[start of Working data]
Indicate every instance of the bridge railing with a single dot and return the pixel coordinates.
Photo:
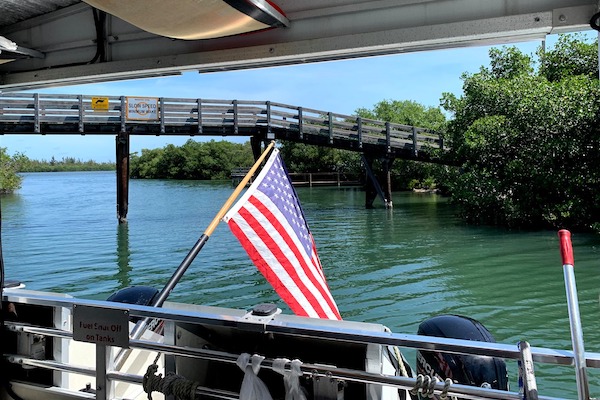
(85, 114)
[end of Working data]
[start of Working data]
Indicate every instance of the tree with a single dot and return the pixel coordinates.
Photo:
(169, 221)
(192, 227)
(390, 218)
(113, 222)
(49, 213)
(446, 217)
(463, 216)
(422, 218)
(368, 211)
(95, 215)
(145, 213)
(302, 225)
[end of Working data]
[start of Working data]
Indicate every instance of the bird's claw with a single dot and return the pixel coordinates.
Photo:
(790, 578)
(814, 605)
[end of Working data]
Short task →
Please gather every line in the material above that contains the word "pixel", treating uppercase and lowercase as different.

Solution for this exercise →
Indicate every instance of the bridge railing with a single dot and return the pixel coordinates.
Indicate every instance of the tree with a single dot and return the pixel coordinates.
Indicate every instance of the bird's claw with a single dot and return the pixel coordinates.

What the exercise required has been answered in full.